Texte à lire:
#####

Entretien avec l’ingénieur Roland Charneux, véritable apôtre de l’économie d’énergie dans les bâtiments institutionnel, commercial et industriel.
Par Rénald Fortier
Roland Charneux n’est pas pingre, loin de là même. N’empêche que cet ingénieur en mécanique se montre invariablement économe, sur le plan de la consommation d’énergie s’entend, lorsqu’il planche sur un projet. Une seconde nature qui l’amène toujours à regarder un bâtiment a construire ou à rénover à travers le prisme de l’efficacité énergétique, voire du développement durable au sens large du terme. Et à tout mettre en œuvre pour optimiser la performance des systèmes, tout en leur conférant une flexibilité d’exploitation.
Il faut dire que le vice-président exécutif et associé principal de Pageau Morel en impose dans son champ d’expertise. Son souci pour l’économie d’énergie est à ce point aiguisé qu’il est en quelque sorte devenu sa marque de commerce. En témoigne d’ailleurs la longue liste de réalisations éconergétiques sur lesquelles il a laissé son empreinte au fil des 33 dernières années. Tout comme les prix (ASHRAE, AQME…) que lui ont valu plusieurs d’entre elles.

#####

Données fournies:

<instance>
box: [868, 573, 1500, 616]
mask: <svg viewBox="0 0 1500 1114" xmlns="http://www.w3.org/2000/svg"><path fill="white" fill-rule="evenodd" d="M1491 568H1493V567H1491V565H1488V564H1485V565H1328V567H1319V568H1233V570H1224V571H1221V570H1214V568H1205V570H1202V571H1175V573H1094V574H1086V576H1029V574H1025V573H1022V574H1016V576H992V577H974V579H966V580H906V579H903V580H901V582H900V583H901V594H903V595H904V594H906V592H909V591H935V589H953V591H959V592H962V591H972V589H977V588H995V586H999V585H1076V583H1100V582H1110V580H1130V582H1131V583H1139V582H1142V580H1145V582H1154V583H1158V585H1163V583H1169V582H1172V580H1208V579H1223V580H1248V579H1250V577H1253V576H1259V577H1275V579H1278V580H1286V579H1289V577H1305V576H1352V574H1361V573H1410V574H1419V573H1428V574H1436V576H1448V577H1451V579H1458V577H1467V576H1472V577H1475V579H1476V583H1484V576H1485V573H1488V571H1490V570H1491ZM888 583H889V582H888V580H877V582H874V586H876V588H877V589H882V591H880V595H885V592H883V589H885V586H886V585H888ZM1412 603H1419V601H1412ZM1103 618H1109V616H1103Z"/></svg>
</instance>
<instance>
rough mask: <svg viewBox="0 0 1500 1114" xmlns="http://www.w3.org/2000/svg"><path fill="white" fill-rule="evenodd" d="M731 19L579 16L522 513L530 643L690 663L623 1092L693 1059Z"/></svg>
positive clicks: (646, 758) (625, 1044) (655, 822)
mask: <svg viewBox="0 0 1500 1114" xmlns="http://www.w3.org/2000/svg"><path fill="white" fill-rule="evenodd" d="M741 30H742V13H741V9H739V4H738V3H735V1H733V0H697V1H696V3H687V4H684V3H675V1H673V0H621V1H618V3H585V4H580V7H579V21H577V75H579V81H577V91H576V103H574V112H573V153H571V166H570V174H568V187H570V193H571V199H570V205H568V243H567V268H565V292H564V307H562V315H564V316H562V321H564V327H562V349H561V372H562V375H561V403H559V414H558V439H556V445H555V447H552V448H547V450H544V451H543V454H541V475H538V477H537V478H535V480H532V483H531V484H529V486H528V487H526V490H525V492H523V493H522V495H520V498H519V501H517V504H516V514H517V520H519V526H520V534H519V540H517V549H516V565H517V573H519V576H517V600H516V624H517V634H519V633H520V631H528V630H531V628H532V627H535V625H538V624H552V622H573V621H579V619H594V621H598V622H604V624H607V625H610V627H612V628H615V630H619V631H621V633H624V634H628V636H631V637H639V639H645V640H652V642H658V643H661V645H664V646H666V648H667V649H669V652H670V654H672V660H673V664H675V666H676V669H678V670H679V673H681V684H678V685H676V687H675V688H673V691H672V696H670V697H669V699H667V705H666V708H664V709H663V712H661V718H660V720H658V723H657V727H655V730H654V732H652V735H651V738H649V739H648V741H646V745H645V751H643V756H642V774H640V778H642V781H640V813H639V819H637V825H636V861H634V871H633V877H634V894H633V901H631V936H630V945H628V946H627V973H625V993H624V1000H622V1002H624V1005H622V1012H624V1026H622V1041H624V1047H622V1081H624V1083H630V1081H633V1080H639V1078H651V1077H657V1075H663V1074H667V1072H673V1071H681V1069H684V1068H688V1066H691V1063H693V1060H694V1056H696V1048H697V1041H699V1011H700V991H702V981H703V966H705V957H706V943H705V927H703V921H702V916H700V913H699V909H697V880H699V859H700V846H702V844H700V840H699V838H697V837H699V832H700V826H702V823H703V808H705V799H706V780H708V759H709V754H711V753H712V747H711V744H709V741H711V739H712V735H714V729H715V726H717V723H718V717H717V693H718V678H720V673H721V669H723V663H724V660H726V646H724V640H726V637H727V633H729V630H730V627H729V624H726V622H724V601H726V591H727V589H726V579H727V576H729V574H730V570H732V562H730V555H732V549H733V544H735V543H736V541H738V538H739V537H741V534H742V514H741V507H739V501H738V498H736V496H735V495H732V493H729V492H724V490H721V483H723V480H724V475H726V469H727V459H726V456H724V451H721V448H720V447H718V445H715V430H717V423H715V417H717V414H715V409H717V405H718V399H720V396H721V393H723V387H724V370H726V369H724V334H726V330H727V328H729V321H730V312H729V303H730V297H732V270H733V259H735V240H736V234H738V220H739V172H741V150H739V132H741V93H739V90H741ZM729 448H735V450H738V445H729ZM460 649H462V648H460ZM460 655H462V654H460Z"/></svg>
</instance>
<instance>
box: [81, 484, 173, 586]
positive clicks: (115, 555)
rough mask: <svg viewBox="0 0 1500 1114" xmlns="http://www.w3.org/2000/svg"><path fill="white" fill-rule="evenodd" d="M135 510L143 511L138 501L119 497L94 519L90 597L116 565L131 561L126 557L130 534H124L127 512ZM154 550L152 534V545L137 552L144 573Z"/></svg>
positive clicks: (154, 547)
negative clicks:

#####

Selon les données:
1/ Répondez à ces questions sur le texte :
(a) Dans quel domaine Roland Charneux est-il ingénieur ?
(b) Quelles fonctions occupe-t-il chez Pageau Morel ?
(c) Sur combien d'années s'étend la liste de réalisations éconergétiques mentionnée ?
2/ Relevez chaque ligne des enregistrements contenant la chaîne "positive", en tenant compte de la casse.
Le texte et les enregistrements n'ont aucun lien entre eux.

Corrigé:
1/
(a) En mécanique.
(b) Vice-président exécutif et associé principal.
(c) Les 33 dernières années.

2/
positive clicks: (646, 758) (625, 1044) (655, 822)
positive clicks: (115, 555)
positive clicks: (154, 547)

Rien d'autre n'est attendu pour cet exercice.